Items from a data source:
⟨

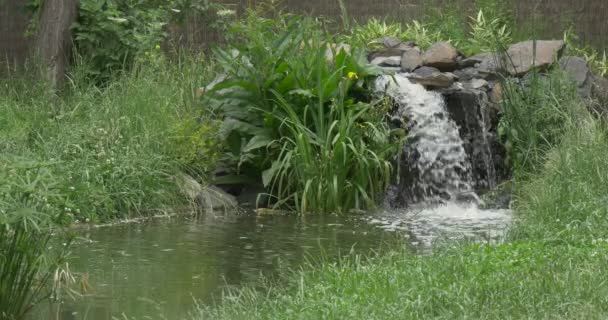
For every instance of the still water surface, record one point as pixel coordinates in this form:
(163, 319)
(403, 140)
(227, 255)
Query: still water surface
(159, 268)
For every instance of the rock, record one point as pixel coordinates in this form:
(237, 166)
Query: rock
(495, 94)
(335, 48)
(392, 52)
(408, 46)
(442, 56)
(391, 42)
(477, 118)
(411, 60)
(476, 84)
(469, 74)
(599, 92)
(208, 198)
(579, 71)
(432, 78)
(528, 54)
(473, 61)
(491, 66)
(394, 61)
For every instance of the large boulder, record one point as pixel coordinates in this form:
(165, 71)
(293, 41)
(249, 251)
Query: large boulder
(432, 78)
(393, 61)
(578, 70)
(441, 55)
(529, 54)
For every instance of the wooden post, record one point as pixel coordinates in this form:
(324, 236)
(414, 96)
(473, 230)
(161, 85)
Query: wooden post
(54, 40)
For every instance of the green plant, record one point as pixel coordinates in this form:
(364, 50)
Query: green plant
(27, 218)
(422, 34)
(536, 114)
(373, 32)
(598, 61)
(106, 153)
(300, 119)
(485, 33)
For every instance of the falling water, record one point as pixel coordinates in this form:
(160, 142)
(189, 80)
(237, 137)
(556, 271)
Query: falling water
(436, 180)
(436, 160)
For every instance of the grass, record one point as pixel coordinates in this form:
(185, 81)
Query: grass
(301, 126)
(524, 280)
(552, 266)
(94, 154)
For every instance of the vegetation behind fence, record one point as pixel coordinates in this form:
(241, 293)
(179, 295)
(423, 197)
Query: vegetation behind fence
(588, 18)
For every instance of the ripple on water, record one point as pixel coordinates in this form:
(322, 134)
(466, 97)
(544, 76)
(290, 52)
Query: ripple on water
(426, 225)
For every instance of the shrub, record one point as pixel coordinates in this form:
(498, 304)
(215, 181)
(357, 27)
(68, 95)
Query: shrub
(300, 119)
(536, 114)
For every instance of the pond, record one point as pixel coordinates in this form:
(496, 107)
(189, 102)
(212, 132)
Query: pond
(159, 268)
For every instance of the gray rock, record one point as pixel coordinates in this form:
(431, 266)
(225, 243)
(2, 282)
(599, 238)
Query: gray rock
(208, 198)
(599, 92)
(394, 61)
(411, 60)
(467, 74)
(432, 78)
(473, 61)
(391, 42)
(579, 71)
(441, 55)
(476, 84)
(335, 48)
(529, 54)
(392, 52)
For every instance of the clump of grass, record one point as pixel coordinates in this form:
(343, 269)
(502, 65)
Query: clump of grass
(106, 152)
(523, 280)
(297, 111)
(566, 200)
(536, 114)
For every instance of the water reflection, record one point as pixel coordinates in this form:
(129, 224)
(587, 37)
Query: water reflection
(157, 269)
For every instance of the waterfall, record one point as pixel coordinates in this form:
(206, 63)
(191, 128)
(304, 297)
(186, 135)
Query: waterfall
(435, 166)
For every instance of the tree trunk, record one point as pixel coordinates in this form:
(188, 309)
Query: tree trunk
(54, 41)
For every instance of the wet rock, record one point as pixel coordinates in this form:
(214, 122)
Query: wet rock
(391, 42)
(495, 93)
(393, 61)
(473, 61)
(441, 55)
(467, 74)
(208, 198)
(335, 49)
(529, 54)
(390, 52)
(432, 78)
(411, 60)
(477, 120)
(579, 71)
(476, 84)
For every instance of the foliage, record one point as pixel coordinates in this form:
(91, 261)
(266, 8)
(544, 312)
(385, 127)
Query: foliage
(26, 267)
(598, 61)
(373, 32)
(536, 114)
(111, 35)
(300, 118)
(485, 34)
(107, 153)
(567, 200)
(521, 280)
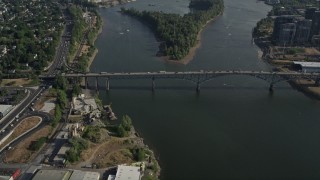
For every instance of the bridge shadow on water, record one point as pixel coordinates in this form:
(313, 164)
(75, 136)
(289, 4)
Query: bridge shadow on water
(187, 88)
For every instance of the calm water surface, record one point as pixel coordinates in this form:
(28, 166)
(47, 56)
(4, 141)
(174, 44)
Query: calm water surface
(234, 128)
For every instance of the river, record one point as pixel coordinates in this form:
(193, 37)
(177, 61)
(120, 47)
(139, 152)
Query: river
(234, 128)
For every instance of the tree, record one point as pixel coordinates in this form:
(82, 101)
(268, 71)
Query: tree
(61, 83)
(76, 90)
(121, 131)
(62, 99)
(126, 122)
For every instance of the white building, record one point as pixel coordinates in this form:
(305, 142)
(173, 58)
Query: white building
(126, 172)
(4, 110)
(308, 67)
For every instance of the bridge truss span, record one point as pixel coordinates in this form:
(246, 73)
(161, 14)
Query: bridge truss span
(198, 77)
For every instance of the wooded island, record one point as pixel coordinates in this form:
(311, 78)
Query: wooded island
(177, 33)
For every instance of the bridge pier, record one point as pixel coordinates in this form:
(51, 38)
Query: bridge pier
(317, 83)
(153, 84)
(198, 87)
(85, 83)
(97, 84)
(107, 84)
(271, 87)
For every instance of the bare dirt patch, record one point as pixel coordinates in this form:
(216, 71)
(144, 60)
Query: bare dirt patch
(22, 154)
(24, 126)
(109, 153)
(15, 82)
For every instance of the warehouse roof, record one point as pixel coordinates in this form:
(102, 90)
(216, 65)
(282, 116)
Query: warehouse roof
(128, 172)
(307, 64)
(4, 108)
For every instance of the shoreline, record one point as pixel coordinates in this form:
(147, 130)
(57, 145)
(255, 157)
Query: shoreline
(136, 134)
(307, 88)
(192, 52)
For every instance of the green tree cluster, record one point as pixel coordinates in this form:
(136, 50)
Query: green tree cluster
(92, 133)
(77, 146)
(125, 126)
(138, 154)
(36, 145)
(79, 26)
(25, 35)
(179, 33)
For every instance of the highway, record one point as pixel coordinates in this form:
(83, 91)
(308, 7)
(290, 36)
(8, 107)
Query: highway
(45, 119)
(19, 109)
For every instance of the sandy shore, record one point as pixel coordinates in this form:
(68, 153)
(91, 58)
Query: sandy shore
(193, 50)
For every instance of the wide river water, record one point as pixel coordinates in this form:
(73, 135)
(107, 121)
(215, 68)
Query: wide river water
(234, 128)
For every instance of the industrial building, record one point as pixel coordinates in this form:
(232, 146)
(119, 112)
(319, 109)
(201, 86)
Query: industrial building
(9, 174)
(84, 175)
(303, 31)
(51, 174)
(308, 67)
(4, 110)
(126, 172)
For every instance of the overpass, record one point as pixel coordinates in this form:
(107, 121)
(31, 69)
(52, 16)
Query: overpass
(196, 77)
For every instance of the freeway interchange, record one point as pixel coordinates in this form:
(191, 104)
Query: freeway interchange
(24, 108)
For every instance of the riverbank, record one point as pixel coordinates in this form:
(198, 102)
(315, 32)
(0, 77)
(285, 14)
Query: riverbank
(283, 64)
(117, 147)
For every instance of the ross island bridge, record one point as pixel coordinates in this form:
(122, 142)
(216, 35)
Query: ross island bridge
(196, 77)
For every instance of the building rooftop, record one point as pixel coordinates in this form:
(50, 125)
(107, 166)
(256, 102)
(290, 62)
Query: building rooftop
(307, 64)
(4, 109)
(52, 175)
(127, 172)
(84, 175)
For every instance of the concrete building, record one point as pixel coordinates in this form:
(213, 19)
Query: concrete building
(9, 174)
(4, 110)
(84, 175)
(308, 67)
(303, 31)
(126, 172)
(52, 174)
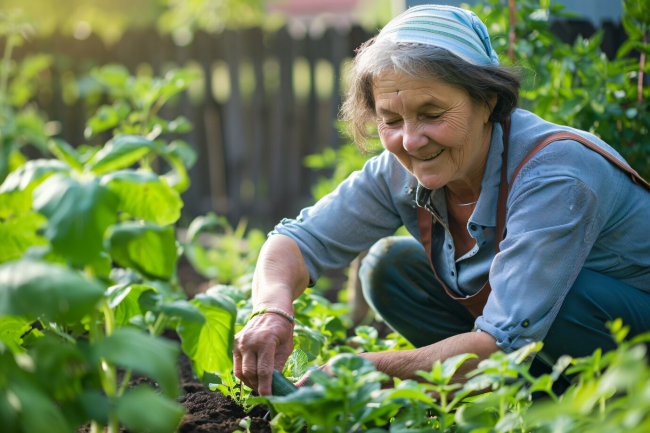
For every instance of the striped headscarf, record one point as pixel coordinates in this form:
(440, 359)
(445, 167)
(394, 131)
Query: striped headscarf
(456, 30)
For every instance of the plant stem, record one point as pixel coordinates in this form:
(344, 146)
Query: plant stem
(512, 35)
(6, 64)
(158, 326)
(94, 427)
(642, 66)
(125, 382)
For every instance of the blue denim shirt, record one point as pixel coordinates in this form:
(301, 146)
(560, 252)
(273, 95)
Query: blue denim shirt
(568, 208)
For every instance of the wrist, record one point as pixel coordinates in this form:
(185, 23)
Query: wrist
(272, 310)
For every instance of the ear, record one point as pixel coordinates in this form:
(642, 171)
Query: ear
(489, 107)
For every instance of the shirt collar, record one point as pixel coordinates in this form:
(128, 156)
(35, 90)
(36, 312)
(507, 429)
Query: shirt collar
(485, 212)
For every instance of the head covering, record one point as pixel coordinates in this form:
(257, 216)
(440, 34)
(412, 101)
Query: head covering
(457, 30)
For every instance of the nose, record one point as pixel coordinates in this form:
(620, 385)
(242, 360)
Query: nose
(413, 138)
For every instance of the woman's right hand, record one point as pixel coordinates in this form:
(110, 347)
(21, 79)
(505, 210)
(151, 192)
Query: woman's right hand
(263, 345)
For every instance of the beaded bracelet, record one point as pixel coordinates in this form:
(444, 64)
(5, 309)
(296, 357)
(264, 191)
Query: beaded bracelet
(282, 313)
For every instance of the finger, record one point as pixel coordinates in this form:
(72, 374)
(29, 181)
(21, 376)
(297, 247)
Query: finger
(237, 364)
(265, 371)
(249, 369)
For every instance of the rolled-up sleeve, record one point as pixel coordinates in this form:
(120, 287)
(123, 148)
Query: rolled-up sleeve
(552, 223)
(338, 227)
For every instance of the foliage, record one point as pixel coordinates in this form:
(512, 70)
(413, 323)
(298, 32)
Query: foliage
(576, 84)
(88, 282)
(21, 123)
(227, 256)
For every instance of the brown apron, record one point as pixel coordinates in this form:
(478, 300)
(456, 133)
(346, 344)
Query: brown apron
(476, 302)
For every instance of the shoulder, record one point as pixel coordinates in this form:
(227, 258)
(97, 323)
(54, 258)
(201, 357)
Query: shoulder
(565, 158)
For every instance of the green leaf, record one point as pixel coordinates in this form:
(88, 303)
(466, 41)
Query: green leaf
(64, 152)
(12, 328)
(451, 365)
(296, 365)
(31, 400)
(124, 299)
(32, 173)
(14, 203)
(121, 152)
(37, 289)
(107, 117)
(184, 310)
(180, 125)
(78, 215)
(145, 247)
(203, 223)
(151, 356)
(183, 150)
(308, 340)
(209, 345)
(145, 195)
(346, 362)
(144, 410)
(18, 234)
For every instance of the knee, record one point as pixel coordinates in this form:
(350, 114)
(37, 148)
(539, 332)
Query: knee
(385, 264)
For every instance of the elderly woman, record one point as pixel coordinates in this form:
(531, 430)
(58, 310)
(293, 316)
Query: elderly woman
(533, 231)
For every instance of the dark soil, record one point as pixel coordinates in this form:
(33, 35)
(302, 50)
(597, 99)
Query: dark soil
(206, 411)
(213, 412)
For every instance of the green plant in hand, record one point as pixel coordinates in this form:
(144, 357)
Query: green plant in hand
(342, 403)
(232, 387)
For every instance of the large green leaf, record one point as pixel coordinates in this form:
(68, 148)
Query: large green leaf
(147, 248)
(124, 299)
(121, 152)
(32, 171)
(209, 345)
(143, 409)
(154, 357)
(145, 195)
(18, 234)
(78, 216)
(38, 413)
(38, 289)
(12, 328)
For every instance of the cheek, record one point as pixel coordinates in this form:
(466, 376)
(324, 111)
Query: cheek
(391, 138)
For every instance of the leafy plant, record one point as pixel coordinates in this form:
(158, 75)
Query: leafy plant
(227, 256)
(21, 123)
(232, 387)
(89, 254)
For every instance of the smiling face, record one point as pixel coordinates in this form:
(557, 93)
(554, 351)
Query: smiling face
(435, 130)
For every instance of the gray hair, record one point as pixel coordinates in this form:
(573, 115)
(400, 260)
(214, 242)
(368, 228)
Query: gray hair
(422, 61)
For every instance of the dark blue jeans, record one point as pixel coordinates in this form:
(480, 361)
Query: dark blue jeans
(399, 284)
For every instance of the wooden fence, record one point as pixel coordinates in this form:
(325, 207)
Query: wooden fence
(265, 102)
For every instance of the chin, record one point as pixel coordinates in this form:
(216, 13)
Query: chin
(430, 181)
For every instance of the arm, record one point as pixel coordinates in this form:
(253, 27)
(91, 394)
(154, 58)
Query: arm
(266, 341)
(404, 364)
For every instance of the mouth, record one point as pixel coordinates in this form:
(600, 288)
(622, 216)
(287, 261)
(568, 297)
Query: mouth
(432, 156)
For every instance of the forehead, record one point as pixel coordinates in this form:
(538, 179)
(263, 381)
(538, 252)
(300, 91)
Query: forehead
(390, 85)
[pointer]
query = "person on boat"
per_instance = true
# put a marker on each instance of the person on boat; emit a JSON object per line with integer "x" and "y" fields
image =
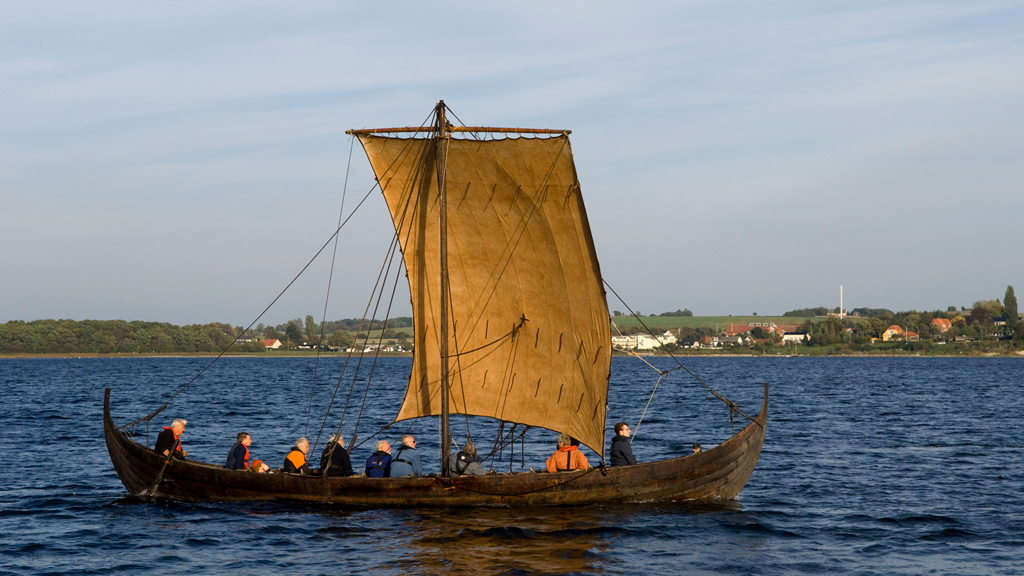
{"x": 406, "y": 461}
{"x": 169, "y": 441}
{"x": 238, "y": 458}
{"x": 622, "y": 451}
{"x": 334, "y": 459}
{"x": 379, "y": 463}
{"x": 467, "y": 462}
{"x": 295, "y": 462}
{"x": 567, "y": 457}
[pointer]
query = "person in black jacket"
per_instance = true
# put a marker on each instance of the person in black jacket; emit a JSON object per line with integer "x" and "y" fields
{"x": 622, "y": 452}
{"x": 169, "y": 441}
{"x": 238, "y": 457}
{"x": 334, "y": 459}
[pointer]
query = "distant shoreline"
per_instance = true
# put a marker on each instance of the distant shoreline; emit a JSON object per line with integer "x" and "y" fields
{"x": 888, "y": 354}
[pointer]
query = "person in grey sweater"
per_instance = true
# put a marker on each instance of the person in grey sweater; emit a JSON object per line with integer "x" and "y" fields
{"x": 404, "y": 460}
{"x": 466, "y": 462}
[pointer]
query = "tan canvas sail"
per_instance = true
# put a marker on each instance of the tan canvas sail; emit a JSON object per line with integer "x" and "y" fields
{"x": 529, "y": 340}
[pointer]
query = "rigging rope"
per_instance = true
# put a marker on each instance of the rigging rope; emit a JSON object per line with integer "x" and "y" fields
{"x": 733, "y": 407}
{"x": 330, "y": 279}
{"x": 278, "y": 297}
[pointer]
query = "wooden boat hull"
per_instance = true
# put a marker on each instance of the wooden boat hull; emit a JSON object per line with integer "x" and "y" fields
{"x": 717, "y": 474}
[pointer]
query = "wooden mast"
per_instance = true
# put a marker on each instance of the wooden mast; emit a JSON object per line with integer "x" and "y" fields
{"x": 440, "y": 155}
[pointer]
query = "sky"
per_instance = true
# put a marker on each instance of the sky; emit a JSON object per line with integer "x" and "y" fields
{"x": 182, "y": 161}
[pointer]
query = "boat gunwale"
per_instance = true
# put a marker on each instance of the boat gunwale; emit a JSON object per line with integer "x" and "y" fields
{"x": 719, "y": 472}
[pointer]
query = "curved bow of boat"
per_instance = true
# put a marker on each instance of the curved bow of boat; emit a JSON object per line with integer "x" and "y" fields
{"x": 717, "y": 474}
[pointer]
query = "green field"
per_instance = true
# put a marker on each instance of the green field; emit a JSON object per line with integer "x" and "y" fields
{"x": 667, "y": 322}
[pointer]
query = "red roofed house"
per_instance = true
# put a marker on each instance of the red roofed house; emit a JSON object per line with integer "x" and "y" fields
{"x": 892, "y": 332}
{"x": 737, "y": 329}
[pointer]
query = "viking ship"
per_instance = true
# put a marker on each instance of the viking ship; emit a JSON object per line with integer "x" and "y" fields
{"x": 510, "y": 321}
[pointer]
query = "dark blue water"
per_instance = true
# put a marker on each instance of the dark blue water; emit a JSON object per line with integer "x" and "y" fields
{"x": 869, "y": 466}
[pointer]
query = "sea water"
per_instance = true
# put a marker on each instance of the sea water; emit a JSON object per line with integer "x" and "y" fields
{"x": 908, "y": 465}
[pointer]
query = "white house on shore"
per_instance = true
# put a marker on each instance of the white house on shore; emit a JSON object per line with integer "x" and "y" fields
{"x": 636, "y": 341}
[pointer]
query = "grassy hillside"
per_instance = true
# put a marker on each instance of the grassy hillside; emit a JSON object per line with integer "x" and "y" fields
{"x": 667, "y": 322}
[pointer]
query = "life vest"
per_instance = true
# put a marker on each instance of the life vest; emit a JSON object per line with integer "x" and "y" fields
{"x": 568, "y": 458}
{"x": 231, "y": 460}
{"x": 297, "y": 458}
{"x": 462, "y": 461}
{"x": 177, "y": 441}
{"x": 395, "y": 458}
{"x": 376, "y": 465}
{"x": 327, "y": 455}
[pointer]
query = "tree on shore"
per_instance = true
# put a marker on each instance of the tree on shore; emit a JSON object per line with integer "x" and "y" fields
{"x": 1010, "y": 311}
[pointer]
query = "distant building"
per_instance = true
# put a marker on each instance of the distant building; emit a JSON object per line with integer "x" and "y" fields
{"x": 636, "y": 341}
{"x": 737, "y": 329}
{"x": 668, "y": 338}
{"x": 894, "y": 332}
{"x": 795, "y": 337}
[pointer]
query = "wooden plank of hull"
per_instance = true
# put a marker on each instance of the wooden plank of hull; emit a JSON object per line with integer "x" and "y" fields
{"x": 717, "y": 474}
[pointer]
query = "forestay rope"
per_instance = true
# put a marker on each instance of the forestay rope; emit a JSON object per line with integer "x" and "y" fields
{"x": 733, "y": 407}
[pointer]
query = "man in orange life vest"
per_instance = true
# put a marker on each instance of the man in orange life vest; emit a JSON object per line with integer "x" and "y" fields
{"x": 169, "y": 441}
{"x": 238, "y": 458}
{"x": 567, "y": 457}
{"x": 295, "y": 462}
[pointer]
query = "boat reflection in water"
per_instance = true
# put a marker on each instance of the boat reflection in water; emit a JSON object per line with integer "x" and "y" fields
{"x": 521, "y": 540}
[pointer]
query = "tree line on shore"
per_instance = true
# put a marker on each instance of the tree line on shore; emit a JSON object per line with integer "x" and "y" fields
{"x": 119, "y": 336}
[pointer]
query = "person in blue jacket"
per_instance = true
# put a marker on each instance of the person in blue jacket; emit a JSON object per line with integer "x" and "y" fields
{"x": 622, "y": 452}
{"x": 406, "y": 461}
{"x": 379, "y": 463}
{"x": 238, "y": 458}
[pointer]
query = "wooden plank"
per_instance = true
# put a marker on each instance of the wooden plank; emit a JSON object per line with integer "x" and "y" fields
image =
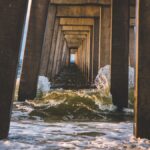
{"x": 78, "y": 11}
{"x": 77, "y": 21}
{"x": 12, "y": 14}
{"x": 31, "y": 62}
{"x": 81, "y": 2}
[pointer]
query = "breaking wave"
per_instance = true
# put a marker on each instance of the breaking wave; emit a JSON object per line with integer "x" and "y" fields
{"x": 83, "y": 105}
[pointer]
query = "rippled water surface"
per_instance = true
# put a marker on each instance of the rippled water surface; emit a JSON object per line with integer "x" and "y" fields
{"x": 88, "y": 122}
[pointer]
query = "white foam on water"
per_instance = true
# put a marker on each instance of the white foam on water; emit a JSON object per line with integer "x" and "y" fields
{"x": 102, "y": 80}
{"x": 37, "y": 135}
{"x": 43, "y": 85}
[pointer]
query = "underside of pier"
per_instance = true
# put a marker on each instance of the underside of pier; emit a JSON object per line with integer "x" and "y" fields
{"x": 95, "y": 33}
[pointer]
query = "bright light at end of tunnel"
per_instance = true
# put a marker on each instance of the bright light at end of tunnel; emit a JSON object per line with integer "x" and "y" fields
{"x": 72, "y": 58}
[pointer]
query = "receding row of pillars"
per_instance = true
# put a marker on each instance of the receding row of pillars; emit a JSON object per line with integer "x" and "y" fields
{"x": 47, "y": 52}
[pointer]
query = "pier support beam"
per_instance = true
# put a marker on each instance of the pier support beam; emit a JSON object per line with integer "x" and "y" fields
{"x": 120, "y": 52}
{"x": 52, "y": 50}
{"x": 58, "y": 43}
{"x": 142, "y": 103}
{"x": 31, "y": 63}
{"x": 46, "y": 50}
{"x": 12, "y": 16}
{"x": 96, "y": 47}
{"x": 105, "y": 36}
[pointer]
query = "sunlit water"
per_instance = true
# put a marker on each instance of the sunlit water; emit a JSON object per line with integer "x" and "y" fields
{"x": 40, "y": 125}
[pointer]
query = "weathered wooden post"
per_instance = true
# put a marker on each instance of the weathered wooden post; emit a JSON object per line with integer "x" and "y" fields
{"x": 142, "y": 94}
{"x": 52, "y": 49}
{"x": 54, "y": 69}
{"x": 12, "y": 16}
{"x": 31, "y": 63}
{"x": 48, "y": 38}
{"x": 105, "y": 36}
{"x": 120, "y": 52}
{"x": 96, "y": 47}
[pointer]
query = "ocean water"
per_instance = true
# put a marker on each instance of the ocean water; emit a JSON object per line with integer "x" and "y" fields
{"x": 41, "y": 124}
{"x": 72, "y": 120}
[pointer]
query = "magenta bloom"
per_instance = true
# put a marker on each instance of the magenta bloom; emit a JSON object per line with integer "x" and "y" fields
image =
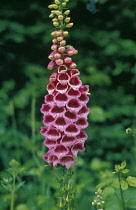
{"x": 64, "y": 110}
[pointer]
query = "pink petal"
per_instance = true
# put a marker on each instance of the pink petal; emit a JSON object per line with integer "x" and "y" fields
{"x": 61, "y": 99}
{"x": 50, "y": 143}
{"x": 43, "y": 130}
{"x": 45, "y": 108}
{"x": 82, "y": 136}
{"x": 83, "y": 99}
{"x": 62, "y": 69}
{"x": 72, "y": 130}
{"x": 68, "y": 141}
{"x": 76, "y": 147}
{"x": 70, "y": 116}
{"x": 83, "y": 112}
{"x": 75, "y": 82}
{"x": 82, "y": 123}
{"x": 62, "y": 88}
{"x": 73, "y": 105}
{"x": 71, "y": 65}
{"x": 49, "y": 99}
{"x": 50, "y": 88}
{"x": 67, "y": 160}
{"x": 84, "y": 89}
{"x": 51, "y": 65}
{"x": 57, "y": 111}
{"x": 48, "y": 119}
{"x": 60, "y": 150}
{"x": 60, "y": 123}
{"x": 73, "y": 93}
{"x": 53, "y": 134}
{"x": 53, "y": 76}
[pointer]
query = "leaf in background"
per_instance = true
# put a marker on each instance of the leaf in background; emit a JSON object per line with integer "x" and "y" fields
{"x": 124, "y": 185}
{"x": 131, "y": 181}
{"x": 19, "y": 185}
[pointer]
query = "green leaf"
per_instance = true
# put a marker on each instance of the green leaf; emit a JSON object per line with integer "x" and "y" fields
{"x": 7, "y": 187}
{"x": 124, "y": 185}
{"x": 19, "y": 185}
{"x": 125, "y": 171}
{"x": 123, "y": 164}
{"x": 108, "y": 191}
{"x": 131, "y": 181}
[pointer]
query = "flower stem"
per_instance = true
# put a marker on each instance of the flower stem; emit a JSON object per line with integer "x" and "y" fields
{"x": 67, "y": 194}
{"x": 121, "y": 191}
{"x": 13, "y": 194}
{"x": 33, "y": 104}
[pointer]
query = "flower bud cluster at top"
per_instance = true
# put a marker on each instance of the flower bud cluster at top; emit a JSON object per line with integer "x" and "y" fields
{"x": 65, "y": 111}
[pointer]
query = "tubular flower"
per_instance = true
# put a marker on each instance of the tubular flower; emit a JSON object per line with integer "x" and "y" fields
{"x": 65, "y": 106}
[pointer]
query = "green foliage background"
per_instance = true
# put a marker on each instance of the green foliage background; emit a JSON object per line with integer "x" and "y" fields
{"x": 107, "y": 51}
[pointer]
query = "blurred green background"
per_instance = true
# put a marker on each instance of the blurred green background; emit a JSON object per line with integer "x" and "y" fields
{"x": 107, "y": 51}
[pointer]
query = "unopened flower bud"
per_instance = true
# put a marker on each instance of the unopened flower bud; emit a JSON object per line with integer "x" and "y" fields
{"x": 67, "y": 12}
{"x": 60, "y": 17}
{"x": 54, "y": 19}
{"x": 51, "y": 56}
{"x": 60, "y": 38}
{"x": 54, "y": 47}
{"x": 53, "y": 33}
{"x": 55, "y": 23}
{"x": 57, "y": 2}
{"x": 67, "y": 20}
{"x": 63, "y": 42}
{"x": 64, "y": 4}
{"x": 51, "y": 15}
{"x": 69, "y": 25}
{"x": 72, "y": 65}
{"x": 57, "y": 12}
{"x": 67, "y": 199}
{"x": 61, "y": 49}
{"x": 55, "y": 6}
{"x": 57, "y": 55}
{"x": 53, "y": 11}
{"x": 51, "y": 65}
{"x": 50, "y": 6}
{"x": 58, "y": 33}
{"x": 65, "y": 33}
{"x": 59, "y": 61}
{"x": 93, "y": 203}
{"x": 67, "y": 59}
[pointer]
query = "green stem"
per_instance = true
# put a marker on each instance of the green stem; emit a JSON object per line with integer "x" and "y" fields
{"x": 33, "y": 104}
{"x": 12, "y": 194}
{"x": 14, "y": 129}
{"x": 121, "y": 192}
{"x": 66, "y": 200}
{"x": 61, "y": 21}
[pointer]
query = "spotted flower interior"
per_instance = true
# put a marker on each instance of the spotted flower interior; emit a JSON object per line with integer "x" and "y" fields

⟩

What this task involves:
Check each line of the entries, and copy the ones that contain "bloom".

Your solution:
query = "magenta bloom"
# put a marker on each instance of the magenta bloom; emit a JSON object per line with integer "x" and "y" fields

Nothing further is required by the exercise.